INSTRUCTION
Return verbatim the rows that open with the line containing "Zoom in on the lamp post." and close with the line containing "[0,0,1024,429]", including both of those lines and nothing else.

SOURCE RECORDS
-- BEGIN --
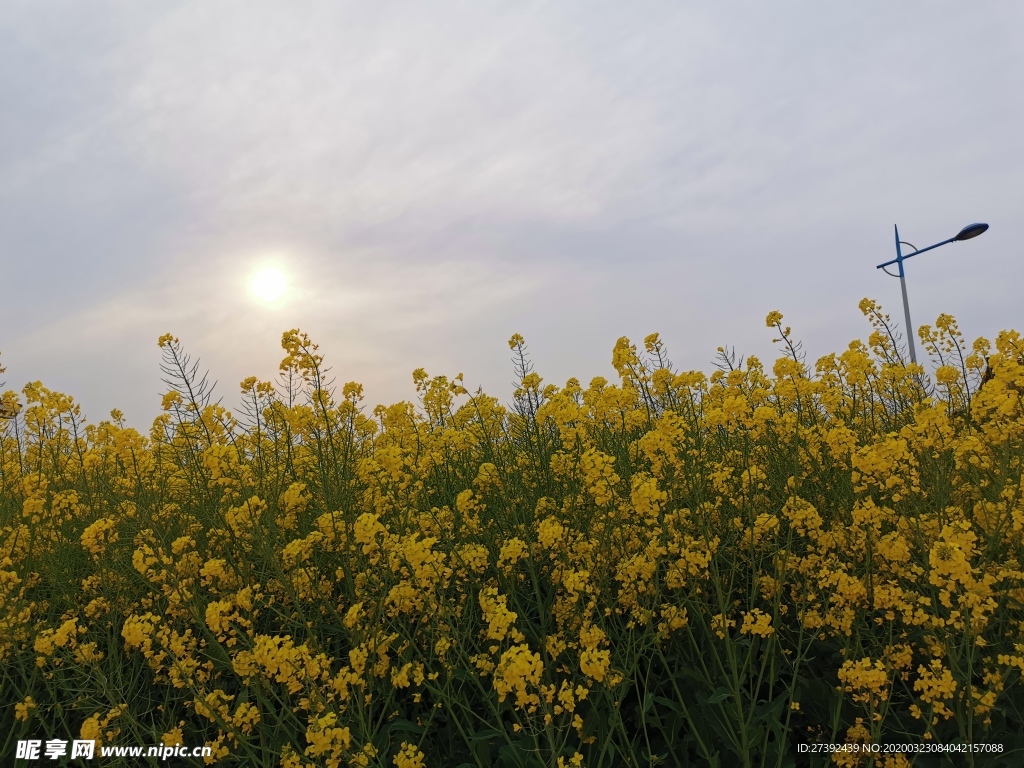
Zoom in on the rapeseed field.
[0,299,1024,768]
-- END --
-- BEGIN --
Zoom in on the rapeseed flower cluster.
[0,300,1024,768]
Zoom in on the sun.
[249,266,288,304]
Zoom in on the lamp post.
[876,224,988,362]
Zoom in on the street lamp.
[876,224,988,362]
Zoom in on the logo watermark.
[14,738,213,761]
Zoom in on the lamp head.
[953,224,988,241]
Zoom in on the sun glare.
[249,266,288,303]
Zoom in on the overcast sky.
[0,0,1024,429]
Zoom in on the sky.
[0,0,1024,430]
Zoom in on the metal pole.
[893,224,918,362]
-- END --
FINAL ANSWER
Zoom in on the lamp post.
[876,224,988,362]
Zoom in on the street lamp.
[876,224,988,362]
Zoom in on the logo watermark.
[14,738,213,761]
Zoom in on the lamp head.
[953,224,988,241]
Zoom in on the sun glare.
[249,266,288,303]
Zoom in on the overcast sky.
[0,0,1024,429]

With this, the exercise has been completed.